Dataset rows on where objects appear →
· · · ·

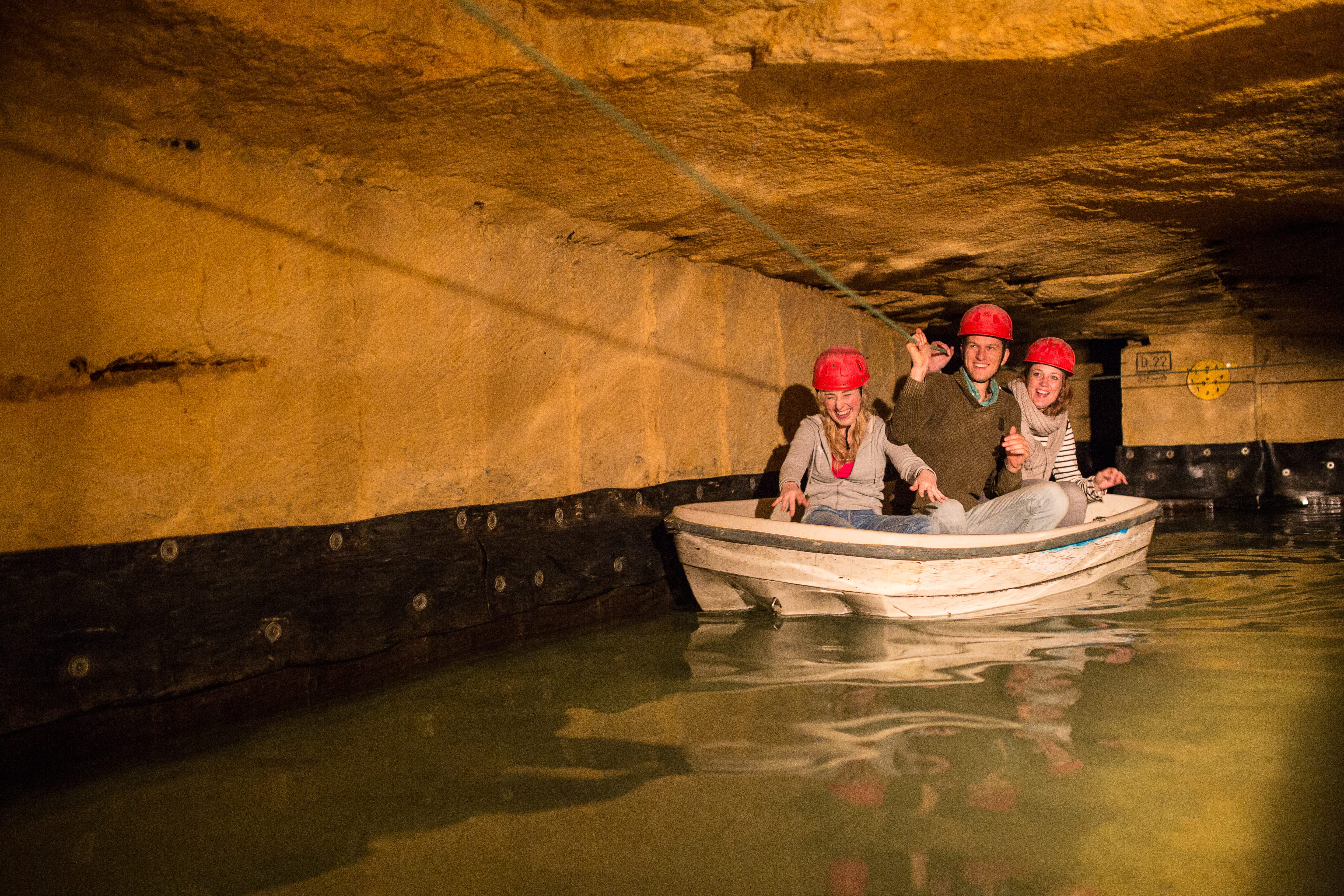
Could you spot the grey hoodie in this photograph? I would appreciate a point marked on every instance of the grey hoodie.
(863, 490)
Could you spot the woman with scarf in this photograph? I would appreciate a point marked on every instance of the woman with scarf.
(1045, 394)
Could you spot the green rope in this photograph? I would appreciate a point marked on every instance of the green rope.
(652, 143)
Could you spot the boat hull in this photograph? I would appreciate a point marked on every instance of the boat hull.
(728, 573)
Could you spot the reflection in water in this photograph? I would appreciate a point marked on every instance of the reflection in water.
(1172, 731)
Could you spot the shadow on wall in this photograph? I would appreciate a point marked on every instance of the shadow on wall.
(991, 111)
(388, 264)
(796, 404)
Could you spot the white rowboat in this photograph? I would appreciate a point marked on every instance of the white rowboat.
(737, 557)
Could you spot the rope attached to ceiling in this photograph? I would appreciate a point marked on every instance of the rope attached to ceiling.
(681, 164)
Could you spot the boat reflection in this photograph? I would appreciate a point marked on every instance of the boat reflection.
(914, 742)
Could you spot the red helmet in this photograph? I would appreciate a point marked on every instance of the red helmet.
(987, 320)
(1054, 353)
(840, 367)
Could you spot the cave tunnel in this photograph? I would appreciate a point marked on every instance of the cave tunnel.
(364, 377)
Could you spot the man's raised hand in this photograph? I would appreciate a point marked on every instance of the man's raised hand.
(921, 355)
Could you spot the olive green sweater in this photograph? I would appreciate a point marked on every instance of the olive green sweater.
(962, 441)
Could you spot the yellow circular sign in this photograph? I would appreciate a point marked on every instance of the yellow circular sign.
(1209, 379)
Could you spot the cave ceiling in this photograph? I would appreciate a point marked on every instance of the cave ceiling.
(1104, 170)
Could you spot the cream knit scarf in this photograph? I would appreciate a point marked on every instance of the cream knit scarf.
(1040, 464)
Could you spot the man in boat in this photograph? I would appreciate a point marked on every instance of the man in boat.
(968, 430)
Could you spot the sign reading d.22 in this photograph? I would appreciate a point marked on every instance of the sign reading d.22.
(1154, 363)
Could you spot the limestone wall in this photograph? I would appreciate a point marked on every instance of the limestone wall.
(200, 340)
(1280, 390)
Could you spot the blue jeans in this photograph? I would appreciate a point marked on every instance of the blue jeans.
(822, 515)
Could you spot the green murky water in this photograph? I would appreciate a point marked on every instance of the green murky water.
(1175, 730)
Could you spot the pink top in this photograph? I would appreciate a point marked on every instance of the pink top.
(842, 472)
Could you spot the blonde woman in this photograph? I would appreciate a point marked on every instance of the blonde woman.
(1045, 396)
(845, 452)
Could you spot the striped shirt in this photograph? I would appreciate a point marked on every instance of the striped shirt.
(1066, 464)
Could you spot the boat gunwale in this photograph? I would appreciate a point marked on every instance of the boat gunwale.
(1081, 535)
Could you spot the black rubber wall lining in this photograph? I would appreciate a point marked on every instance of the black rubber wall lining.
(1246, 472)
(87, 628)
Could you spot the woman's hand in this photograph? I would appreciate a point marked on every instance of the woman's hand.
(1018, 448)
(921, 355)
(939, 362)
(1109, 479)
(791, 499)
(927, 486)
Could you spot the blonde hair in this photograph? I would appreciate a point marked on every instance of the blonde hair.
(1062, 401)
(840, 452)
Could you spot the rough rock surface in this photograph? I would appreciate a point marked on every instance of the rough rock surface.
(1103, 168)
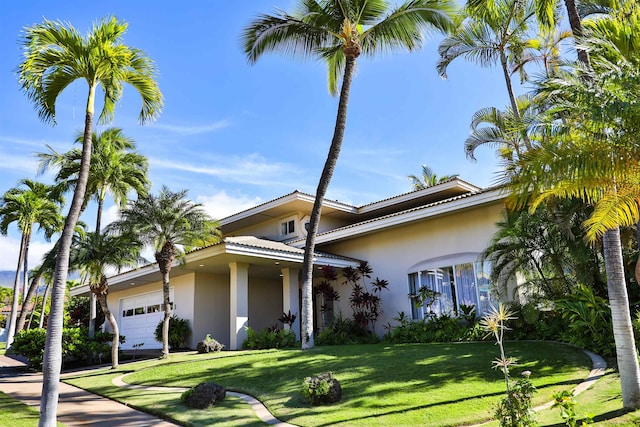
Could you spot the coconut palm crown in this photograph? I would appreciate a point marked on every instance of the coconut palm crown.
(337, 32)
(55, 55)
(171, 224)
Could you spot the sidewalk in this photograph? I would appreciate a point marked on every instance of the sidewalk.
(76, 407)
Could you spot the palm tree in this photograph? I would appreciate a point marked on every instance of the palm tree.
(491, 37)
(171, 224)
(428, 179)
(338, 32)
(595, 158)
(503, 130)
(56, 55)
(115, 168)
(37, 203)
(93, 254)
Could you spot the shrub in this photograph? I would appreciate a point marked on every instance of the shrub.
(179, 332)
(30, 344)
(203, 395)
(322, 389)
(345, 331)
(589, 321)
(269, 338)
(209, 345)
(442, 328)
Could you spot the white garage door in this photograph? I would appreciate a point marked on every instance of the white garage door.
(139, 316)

· · · ·

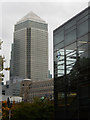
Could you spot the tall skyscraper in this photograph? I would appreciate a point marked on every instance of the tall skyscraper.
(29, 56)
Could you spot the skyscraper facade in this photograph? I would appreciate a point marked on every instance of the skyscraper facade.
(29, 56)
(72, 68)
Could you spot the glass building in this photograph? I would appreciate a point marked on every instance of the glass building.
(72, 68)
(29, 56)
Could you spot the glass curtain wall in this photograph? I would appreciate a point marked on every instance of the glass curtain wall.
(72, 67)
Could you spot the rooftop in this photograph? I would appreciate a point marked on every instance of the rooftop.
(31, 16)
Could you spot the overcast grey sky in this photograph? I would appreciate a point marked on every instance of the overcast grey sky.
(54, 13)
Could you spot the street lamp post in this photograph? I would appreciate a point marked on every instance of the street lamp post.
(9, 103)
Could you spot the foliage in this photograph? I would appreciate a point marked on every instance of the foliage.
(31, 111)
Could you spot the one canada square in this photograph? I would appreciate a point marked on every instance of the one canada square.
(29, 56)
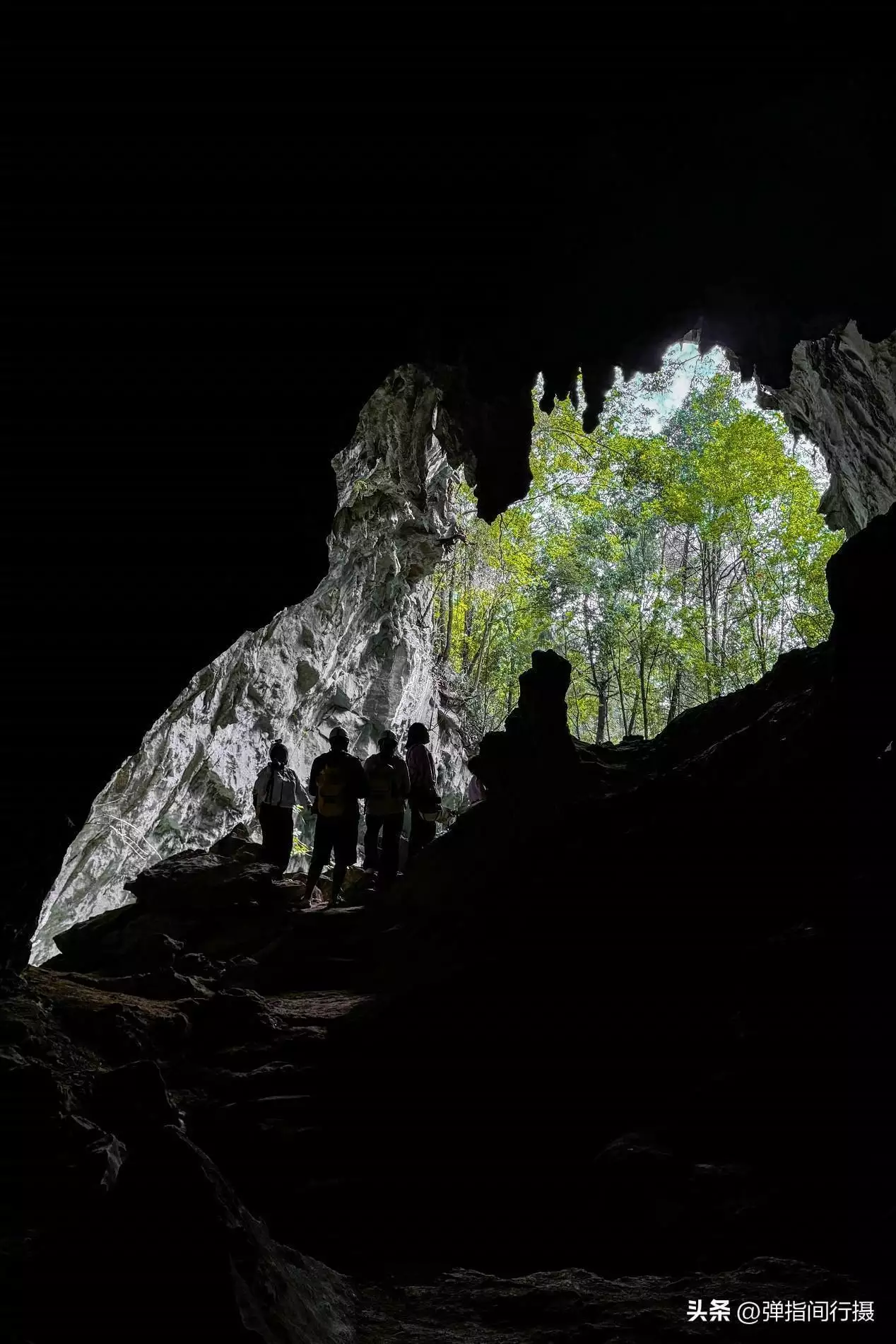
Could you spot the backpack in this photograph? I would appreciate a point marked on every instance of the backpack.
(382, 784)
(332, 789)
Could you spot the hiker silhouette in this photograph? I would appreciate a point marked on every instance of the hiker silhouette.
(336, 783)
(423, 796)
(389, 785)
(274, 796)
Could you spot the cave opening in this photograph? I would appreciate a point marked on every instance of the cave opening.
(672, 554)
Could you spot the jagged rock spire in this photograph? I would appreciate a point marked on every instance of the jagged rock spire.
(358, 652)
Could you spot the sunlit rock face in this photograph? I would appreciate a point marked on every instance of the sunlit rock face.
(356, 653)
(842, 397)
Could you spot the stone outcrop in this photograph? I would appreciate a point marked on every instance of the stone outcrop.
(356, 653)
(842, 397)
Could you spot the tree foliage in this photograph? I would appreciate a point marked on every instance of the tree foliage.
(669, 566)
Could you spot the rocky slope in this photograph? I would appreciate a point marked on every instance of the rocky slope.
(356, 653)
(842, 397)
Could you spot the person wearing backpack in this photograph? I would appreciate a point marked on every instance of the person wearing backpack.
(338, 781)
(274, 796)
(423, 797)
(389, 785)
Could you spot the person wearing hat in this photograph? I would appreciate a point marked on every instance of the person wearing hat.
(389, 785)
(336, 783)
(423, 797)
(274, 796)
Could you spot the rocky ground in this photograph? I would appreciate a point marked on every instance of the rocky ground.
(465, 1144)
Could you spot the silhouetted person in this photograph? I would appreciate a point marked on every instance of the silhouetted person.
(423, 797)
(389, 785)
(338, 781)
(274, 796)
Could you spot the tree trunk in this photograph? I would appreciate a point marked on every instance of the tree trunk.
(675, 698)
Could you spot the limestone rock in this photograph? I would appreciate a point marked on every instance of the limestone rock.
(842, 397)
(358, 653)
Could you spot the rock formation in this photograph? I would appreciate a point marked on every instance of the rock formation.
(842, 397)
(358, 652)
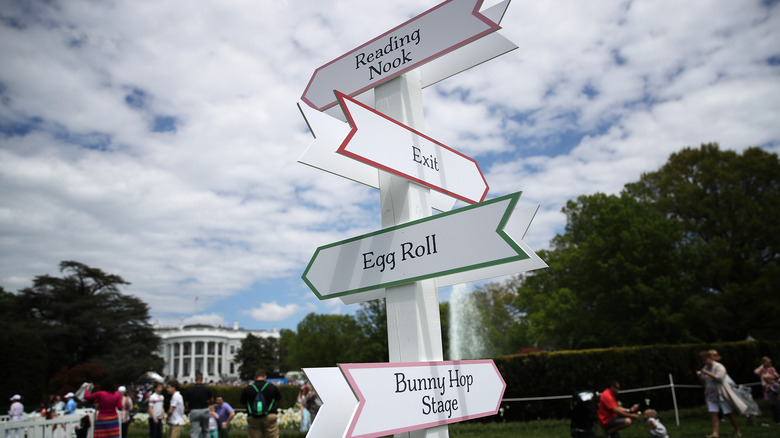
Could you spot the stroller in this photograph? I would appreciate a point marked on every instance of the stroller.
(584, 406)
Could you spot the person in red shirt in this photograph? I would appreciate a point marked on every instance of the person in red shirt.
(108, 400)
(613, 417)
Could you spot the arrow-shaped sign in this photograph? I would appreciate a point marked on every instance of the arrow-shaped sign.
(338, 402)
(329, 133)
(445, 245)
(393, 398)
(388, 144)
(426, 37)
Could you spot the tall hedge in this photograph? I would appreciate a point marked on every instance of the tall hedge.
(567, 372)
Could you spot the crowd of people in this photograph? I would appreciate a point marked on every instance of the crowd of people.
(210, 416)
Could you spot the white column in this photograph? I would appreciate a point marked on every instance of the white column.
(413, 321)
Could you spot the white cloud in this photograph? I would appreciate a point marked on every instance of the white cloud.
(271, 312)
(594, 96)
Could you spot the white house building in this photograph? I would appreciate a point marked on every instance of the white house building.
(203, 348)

· · · ·

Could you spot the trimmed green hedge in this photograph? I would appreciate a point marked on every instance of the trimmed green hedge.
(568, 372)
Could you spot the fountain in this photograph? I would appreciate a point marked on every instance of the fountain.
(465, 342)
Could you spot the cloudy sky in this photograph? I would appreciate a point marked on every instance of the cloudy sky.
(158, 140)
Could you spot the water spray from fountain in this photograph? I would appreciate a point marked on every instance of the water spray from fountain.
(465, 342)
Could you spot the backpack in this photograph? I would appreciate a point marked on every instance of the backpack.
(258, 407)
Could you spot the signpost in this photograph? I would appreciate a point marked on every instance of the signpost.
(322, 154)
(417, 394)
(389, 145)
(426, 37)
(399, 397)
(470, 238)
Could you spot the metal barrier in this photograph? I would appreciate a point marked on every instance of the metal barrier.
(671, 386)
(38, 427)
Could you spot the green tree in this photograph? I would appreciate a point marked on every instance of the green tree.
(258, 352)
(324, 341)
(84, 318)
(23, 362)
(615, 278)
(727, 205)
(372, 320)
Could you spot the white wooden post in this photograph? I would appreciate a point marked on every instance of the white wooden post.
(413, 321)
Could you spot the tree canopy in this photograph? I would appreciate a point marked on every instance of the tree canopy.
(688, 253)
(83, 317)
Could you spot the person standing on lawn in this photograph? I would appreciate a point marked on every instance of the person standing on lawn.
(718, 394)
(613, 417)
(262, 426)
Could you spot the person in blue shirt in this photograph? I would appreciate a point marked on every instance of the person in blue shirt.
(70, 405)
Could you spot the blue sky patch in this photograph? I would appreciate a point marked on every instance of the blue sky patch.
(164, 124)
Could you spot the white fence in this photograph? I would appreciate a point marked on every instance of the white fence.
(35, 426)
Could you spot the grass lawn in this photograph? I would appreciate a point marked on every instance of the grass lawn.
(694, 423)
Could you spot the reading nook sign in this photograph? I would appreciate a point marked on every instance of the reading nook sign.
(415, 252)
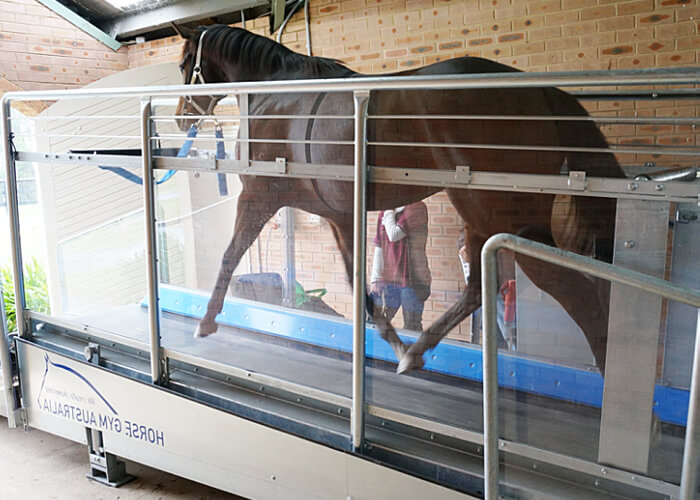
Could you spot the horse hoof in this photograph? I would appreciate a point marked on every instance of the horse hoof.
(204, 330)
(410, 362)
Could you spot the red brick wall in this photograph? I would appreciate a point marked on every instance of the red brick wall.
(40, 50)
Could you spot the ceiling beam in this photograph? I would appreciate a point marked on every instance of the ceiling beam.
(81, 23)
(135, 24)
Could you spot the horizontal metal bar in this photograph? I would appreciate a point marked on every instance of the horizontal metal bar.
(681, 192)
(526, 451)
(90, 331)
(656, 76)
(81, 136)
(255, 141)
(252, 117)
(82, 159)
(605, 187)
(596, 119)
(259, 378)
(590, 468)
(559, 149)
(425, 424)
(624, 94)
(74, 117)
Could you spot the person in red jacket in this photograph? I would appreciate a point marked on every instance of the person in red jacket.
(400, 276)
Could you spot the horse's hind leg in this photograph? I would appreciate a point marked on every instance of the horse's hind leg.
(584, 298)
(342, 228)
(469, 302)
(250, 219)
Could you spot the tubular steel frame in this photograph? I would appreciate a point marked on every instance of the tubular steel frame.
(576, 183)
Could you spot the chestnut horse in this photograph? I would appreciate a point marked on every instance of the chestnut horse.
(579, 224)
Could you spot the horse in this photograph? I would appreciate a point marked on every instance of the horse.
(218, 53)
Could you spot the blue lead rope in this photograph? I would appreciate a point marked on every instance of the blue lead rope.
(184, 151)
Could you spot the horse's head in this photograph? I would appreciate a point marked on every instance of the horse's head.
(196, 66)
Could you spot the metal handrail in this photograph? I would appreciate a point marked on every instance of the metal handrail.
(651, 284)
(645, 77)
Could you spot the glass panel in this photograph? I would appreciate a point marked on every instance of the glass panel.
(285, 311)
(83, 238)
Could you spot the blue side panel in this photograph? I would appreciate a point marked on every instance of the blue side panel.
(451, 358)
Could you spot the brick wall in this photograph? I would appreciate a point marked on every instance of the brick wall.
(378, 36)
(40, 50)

· · · ·

WHAT TO PRODUCE → Swap "appreciate" for "welcome" and give the lines again, starting at the line that has "Could you spot the grey" and stopping after the line that has "(1172, 731)". Leave everything else in those lines unchanged.

TASK RESULT →
Could you spot the grey hoodie in this photograph? I would welcome a point marked on every instance of the grey hoodie.
(863, 490)
Could you spot the woman with scarf in this photograph? I would welcome a point marked on every instance of the woman with scarf.
(1045, 394)
Could you spot the green rope in this photograph? I would welcome a point marked on every instance of the green rope.
(652, 143)
Could you spot the boat hull in this photograph? I would welcome a point marked on every instance of the boat hull.
(728, 573)
Could you spot the reflection in water in this photograph? I would welcome a point marked on every instance of the reflection in water.
(1172, 731)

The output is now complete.